• _Material to process_:
□ □ □ □ □
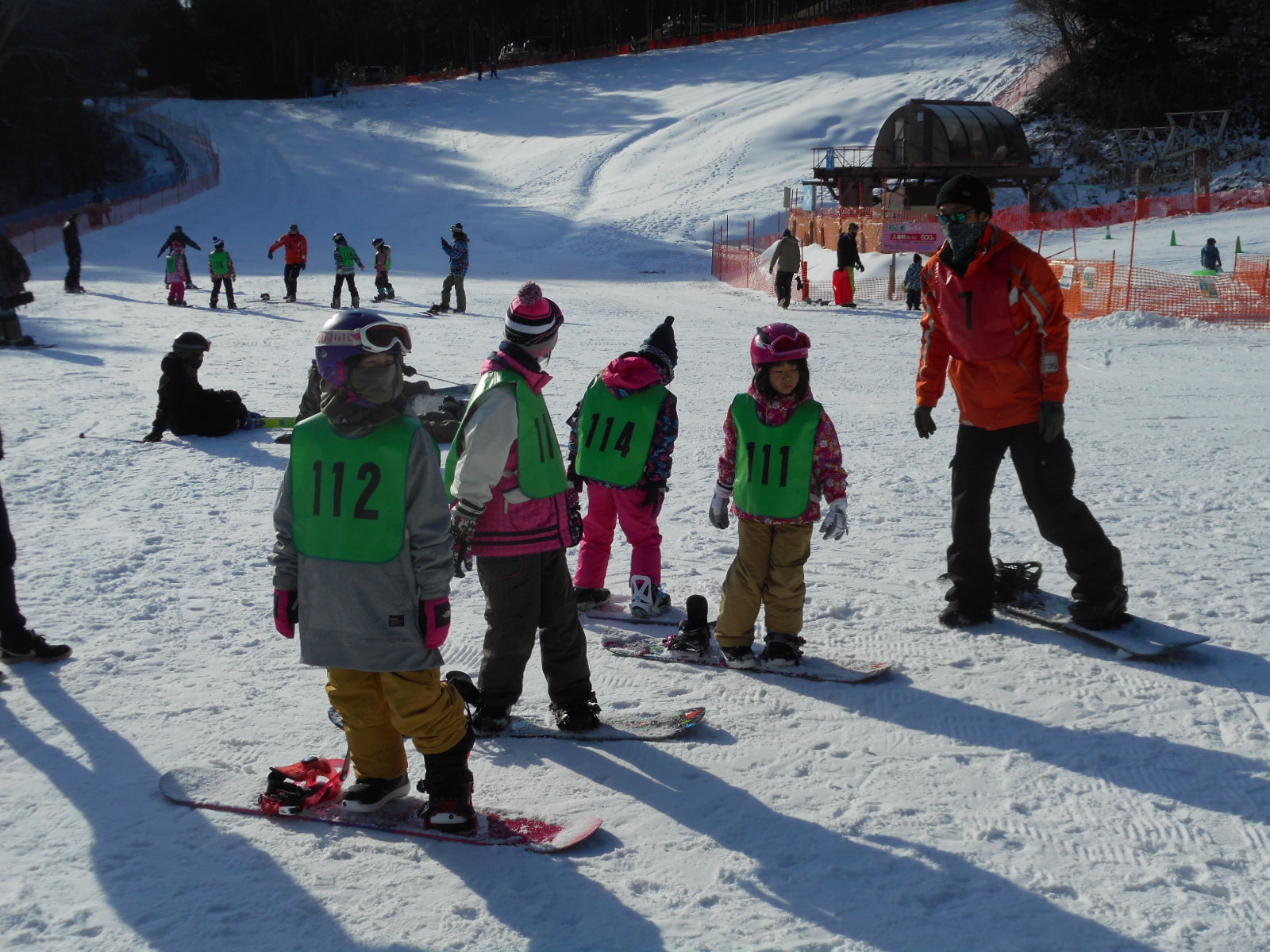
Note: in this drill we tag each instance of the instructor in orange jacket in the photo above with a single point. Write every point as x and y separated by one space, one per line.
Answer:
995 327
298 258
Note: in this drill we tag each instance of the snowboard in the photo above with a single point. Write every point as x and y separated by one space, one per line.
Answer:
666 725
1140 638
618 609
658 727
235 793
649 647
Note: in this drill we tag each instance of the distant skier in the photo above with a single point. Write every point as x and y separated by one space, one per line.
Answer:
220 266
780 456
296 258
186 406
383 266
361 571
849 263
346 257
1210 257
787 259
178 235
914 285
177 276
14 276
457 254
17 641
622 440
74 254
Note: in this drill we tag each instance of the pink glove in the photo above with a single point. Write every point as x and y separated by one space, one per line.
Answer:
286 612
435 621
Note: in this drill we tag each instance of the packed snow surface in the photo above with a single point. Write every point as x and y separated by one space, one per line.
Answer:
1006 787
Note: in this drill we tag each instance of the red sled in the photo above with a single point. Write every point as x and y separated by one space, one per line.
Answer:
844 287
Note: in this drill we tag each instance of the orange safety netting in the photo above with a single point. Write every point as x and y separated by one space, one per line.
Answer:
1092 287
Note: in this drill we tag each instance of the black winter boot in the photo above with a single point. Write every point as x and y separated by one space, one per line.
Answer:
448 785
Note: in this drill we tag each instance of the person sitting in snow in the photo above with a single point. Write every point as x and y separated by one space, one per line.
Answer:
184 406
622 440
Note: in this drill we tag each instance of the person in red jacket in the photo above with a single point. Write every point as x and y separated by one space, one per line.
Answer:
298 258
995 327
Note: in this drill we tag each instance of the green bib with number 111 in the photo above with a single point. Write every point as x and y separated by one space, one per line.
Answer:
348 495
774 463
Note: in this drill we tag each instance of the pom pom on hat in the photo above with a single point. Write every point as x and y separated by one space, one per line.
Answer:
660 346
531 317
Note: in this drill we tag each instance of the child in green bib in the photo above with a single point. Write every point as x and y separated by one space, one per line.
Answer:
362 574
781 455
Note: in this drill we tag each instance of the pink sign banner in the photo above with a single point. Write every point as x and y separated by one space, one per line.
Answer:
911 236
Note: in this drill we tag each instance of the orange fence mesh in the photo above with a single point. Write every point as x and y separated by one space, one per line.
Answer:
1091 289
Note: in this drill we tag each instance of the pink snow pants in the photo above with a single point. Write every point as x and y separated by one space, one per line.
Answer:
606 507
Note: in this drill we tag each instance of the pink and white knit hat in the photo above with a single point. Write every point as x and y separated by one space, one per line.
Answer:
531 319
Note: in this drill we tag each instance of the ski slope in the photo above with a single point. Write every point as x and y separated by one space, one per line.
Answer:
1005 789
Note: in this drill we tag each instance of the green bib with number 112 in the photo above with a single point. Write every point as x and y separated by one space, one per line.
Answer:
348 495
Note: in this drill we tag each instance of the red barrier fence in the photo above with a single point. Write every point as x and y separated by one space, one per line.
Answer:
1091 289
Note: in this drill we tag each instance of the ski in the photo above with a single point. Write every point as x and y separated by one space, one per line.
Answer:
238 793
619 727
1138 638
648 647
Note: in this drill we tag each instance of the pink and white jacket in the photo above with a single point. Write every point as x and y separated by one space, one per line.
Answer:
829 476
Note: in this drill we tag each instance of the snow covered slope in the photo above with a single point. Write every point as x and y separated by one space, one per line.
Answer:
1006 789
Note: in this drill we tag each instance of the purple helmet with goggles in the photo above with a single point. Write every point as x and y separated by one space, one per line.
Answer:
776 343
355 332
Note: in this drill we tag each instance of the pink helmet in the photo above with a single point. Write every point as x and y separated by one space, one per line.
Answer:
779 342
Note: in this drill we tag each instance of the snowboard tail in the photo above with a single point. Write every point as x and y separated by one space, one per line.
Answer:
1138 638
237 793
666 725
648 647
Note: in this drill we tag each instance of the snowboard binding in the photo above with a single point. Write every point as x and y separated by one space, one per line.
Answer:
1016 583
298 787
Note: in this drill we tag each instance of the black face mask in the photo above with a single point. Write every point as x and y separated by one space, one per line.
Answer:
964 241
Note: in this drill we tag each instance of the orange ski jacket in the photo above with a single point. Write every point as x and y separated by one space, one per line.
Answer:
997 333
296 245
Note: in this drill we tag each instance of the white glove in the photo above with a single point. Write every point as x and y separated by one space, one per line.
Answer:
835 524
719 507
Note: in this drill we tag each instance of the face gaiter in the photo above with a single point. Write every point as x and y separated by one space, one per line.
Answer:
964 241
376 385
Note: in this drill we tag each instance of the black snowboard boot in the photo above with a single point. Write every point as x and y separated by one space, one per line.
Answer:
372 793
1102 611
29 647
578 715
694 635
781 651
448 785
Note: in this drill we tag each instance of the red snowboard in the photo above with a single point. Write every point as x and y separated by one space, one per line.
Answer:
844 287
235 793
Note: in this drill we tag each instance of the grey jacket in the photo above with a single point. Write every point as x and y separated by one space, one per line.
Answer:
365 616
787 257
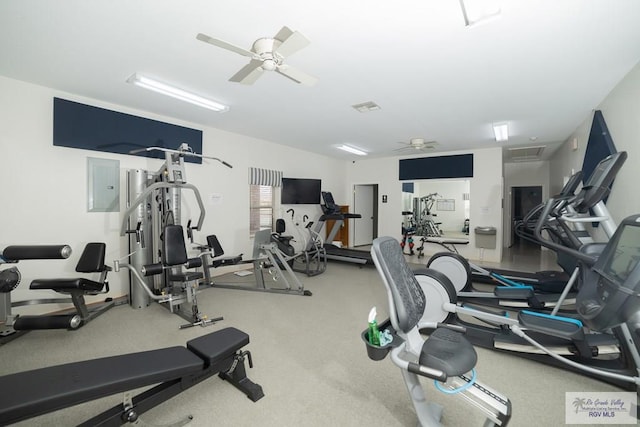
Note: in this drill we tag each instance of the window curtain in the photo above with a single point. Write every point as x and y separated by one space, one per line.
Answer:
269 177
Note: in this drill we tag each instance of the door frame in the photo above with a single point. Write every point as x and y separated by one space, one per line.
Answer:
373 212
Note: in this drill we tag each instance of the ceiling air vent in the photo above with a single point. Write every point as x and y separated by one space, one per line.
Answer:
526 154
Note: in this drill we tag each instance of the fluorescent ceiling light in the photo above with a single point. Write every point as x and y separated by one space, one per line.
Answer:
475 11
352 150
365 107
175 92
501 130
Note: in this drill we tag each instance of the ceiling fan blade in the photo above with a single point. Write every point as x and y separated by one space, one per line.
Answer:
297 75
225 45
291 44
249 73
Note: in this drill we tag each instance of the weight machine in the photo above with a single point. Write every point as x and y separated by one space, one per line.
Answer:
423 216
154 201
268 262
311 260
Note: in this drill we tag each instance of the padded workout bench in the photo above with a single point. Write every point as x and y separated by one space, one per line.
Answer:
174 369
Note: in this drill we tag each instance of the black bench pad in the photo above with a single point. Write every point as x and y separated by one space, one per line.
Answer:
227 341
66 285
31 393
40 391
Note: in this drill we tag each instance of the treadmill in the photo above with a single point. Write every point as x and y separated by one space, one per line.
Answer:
□ □ □ □ □
• _Your instructions_:
Write out each line of the data exactly; the images should be left out.

• _Response for this exercise_:
Note: in this drill we tag each instance of the instructor in orange jacket in the photo above with a single point. Write every point as x and y separated by one space, one per line.
Answer:
995 327
298 258
Note: in this drill we tag each instance of the snowboard in the photo above with a single point. Write every point as x and y separated by one space, one per line.
Answer:
666 725
1140 638
618 609
658 727
235 793
649 647
Note: in this drill we tag each instance of the distant skier in the photo above with a single point. Write every point as x and y separated by one space, one per line.
Answer:
220 266
780 456
296 258
186 406
383 266
361 571
849 263
346 257
1210 257
787 259
178 235
914 285
177 276
14 276
457 254
17 641
622 440
74 254
Note: in this drill we tag each instance of the pink glove in the photo above with a single point. Write every point as x and y separated by one space, one per line.
Answer:
286 612
435 621
Note: in this drill we tag each instance of the packed snow surface in the photo above with a single point. Write every point as x and y separated by one space, one per line.
Answer:
1006 787
Note: in this drill we tag each instance of the red sled in the photo above with a single point. Write every point as x and y separated by one space, one per line.
Answer:
844 287
Note: in this drill we tag each instance of the orange safety netting in the photo above with a single point. Write every point as x and y separated by one space, one per line.
Answer:
1092 287
Note: in this drill we tag each instance of the black winter boot in the photo above with a single point. Write every point as x and y separated by one space, one per line.
Answer:
448 785
Note: in this drill we tag each instance of the person sitting in snow in the photo above with a single point. Write every point as x and y separated by one space, one per line.
Answer:
184 406
622 440
Note: in this drill we tag each instance of the person in red jacket in the photo above with a single point. Write every point as x and y separated by one space, one per line.
Answer:
298 258
995 327
Note: in this drill we tag each instance of the green bib with number 111 in the photo above with a single point. Write every point as x and y separated by one space, one per line.
Answer:
348 495
774 463
Note: in this drill we tag each instance of the pom pom on hat in the photo above with a single point. Write every point as x and y separated by one space, one per line.
Answer:
660 346
531 317
Note: in this drill we tag each instance of the child in green bib in the photo above with a single point. Write every point as x and y separated by one space, one per line.
Answer:
362 574
781 455
Note: in this drill we tag each instance of the pink sign banner in the photo above with a single point. Write every point as x and y separated by one space, one per line.
Answer:
911 236
Note: in this drill we tag each instance of the orange fence mesh in the photo above with a single point. Write every point as x and y separated by one space, one per line.
Answer:
1091 289
Note: in this drill we tag each instance of the pink snow pants in the photo above with a single point. Write every point as x and y separated by one space, one per line.
Answer:
606 507
Note: in this drill we tag each instance of the pink and white knit hat in the photo above with a single point. Write every point as x and y separated by one space, one per line.
Answer:
531 319
Note: in this drill we tag each instance of the ski slope in the photo above with a single point. Write every point as x and y separated by one space, one per line.
Answer:
1005 789
Note: in this drill we tag each instance of the green bib with number 112 in the photo above with a single point. Write every point as x and y separated by one space, one per line.
Answer:
348 495
Note: in this drill we tag each instance of the red barrier fence in the photo above with a single point. Write every point as x and y separated by one space, one per line.
Answer:
1091 289
Note: in this drill we tag each instance of the ski in the photo above with a single point. Write every point as x and y separated by one space, one per line.
Answer:
238 793
619 727
1138 638
648 647
Note: in this drill we tag each instance of the pink and white jacket in the photo above with a single point. Write every point as x and y separated by one space, one per line.
Answer:
829 476
Note: in this drill we tag each instance of the snow covered slope in the photo above with a single point. Write every point as x and y separated by one space, one per line.
Answer:
1006 789
Note: in this drill we tag each instance of the purple helmet with goggles in the photo above with a single point. Write every point as x and y separated by one space, one per line.
Answer:
776 343
355 332
Note: in this drill we tag each instance of the pink helmet in the photo above with a single point. Write every point as x and y separated by one space, one per line.
Answer:
779 342
Note: in this drill we tag each instance of the snowboard tail in the photo above with a single point. Write every point as x and y separated by one space, one per line.
Answer:
1138 638
237 793
666 725
648 647
Note: in this drill we tag each instance of the snowboard binding in the photo above with a single point. Write every point as x and y separated by one space, one per line.
Answer:
1016 583
298 787
Note: in this drill we tag each instance of the black face mask in the photo above with a single point. Write every point as x and y separated by one space, one per line.
Answer:
964 241
Note: in this drill we tag each instance of the orange ski jacket in the photo above with a single point. Write every point as x and y separated by one space, one per line.
Answer:
997 333
296 245
Note: in this drill we tag each instance of the white glove in the photo above with a single point. Write every point as x and y separated by one space, one per line.
Answer:
835 524
719 507
Note: in this drill we tag each instance of the face gaiter in the photo above with a single point. Write every point as x and y separated by one space, one per line.
Answer:
964 241
376 385
Note: in this drill we tag each instance of the black snowboard boot in the photo above with a single point. Write every point as x and y separated by one space, one per line.
Answer:
372 793
1102 611
29 647
578 715
694 635
781 651
448 785
Note: in this drill we tag each instance of the red snowboard in the photo above with a single point. Write every point as x and y separated by one space, one per line.
Answer:
844 287
235 793
Note: in this drill we tag each instance of the grey jacket in the photo above with a single point. Write every point as x and y separated by one space, one per line.
Answer:
365 616
787 257
Note: in this drill we tag each instance of the window curtain in the photo above with a single point. Write every point as x and y separated by one space, one per line.
Answer:
269 177
Note: in this drill we tag each instance of the door frame in the photo above with a single point. Write every point as x and y separated by one space, one per line.
Answer:
373 212
Note: in this drill we tag each instance of the ceiling air vent in the photo above with a single point. Write every point as x and y separated by one space, one per line.
Answer:
526 154
Note: in this drill we tag each instance of the fluorescent ceiling light in the photo above with a single point. Write every point as x and y separated by one space, one per line.
Answer:
475 11
352 150
365 107
175 92
501 130
Note: in this drill we tag each instance of the ceiling fan blade in the photo above with a single point. Write every point as x and y separated by one space, one per line.
Answer:
297 75
225 45
291 44
249 73
Note: in this drill we tag each instance of the weight machine in the photo above with a single point. Write every point as x and y separated by one space, one per line.
Answer:
423 216
154 201
268 262
311 260
Note: in this drill we tag each instance of the padded workout bench in the photo above with a single point. Write every point as x and y separated by one space, one per line.
Answer:
174 369
Note: in this drill we tag each instance of the black bench pad in the photo above with a single point. Write every point as x and y separated by one space, one per line.
Answer:
227 341
66 285
31 393
40 391
Note: in this drill we tag each instance of the treadmill in the photo above with a single point. Write every point as x and y separated by one space, one per line.
Answer:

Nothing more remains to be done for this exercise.